* _The task_: The required lines are those that contain "distance"; pull them out of the data and copy them.

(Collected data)
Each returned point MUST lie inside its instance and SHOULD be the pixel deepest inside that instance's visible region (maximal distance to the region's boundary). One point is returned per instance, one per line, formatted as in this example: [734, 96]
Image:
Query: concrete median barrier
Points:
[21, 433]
--
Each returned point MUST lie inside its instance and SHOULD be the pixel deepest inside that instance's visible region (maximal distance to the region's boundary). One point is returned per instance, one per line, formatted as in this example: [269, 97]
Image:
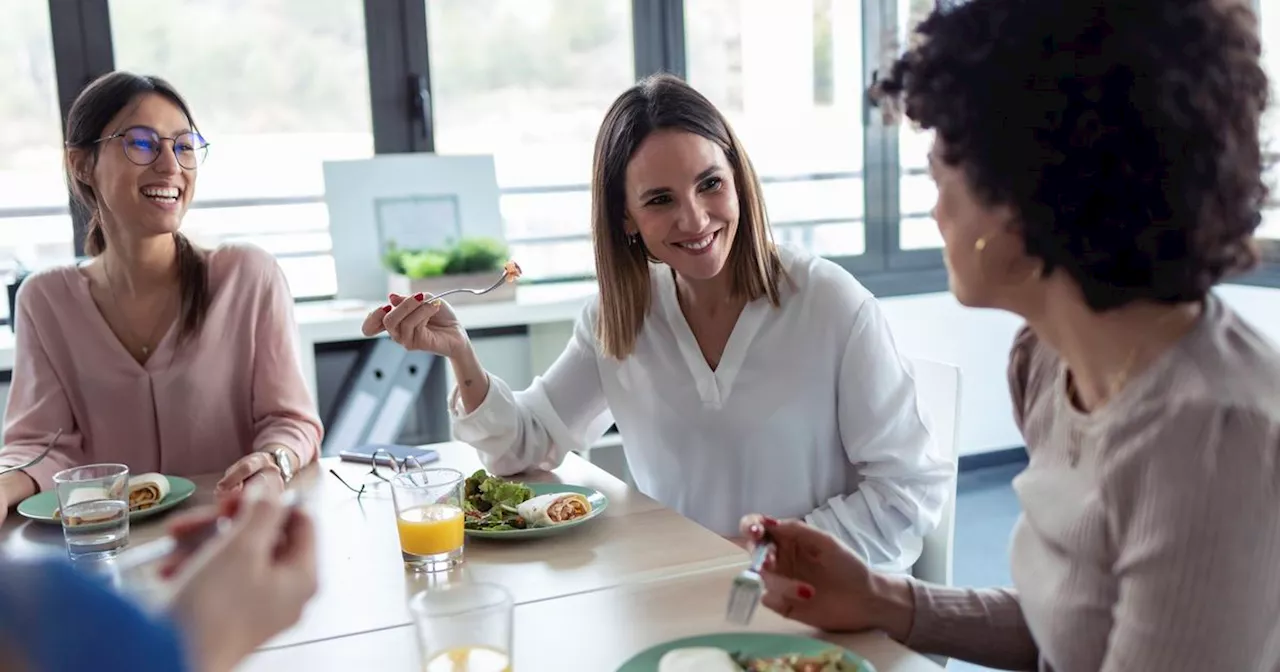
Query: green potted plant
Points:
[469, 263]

* _Answer section_:
Each returned point MUST lie inside its instance and SHOULD be the pixel deepest inside that instance's visible region (maximal distance to the region's boundary). One point is returned per instance, one per line, formatted as in this example: [734, 96]
Each returned point MUST lie inside its instance and SHOULD be the pixel deepest inside that instance's visible region (maximal distance to the region's boundary). One point is returned per instance, one per line, formatted as in this example: [269, 97]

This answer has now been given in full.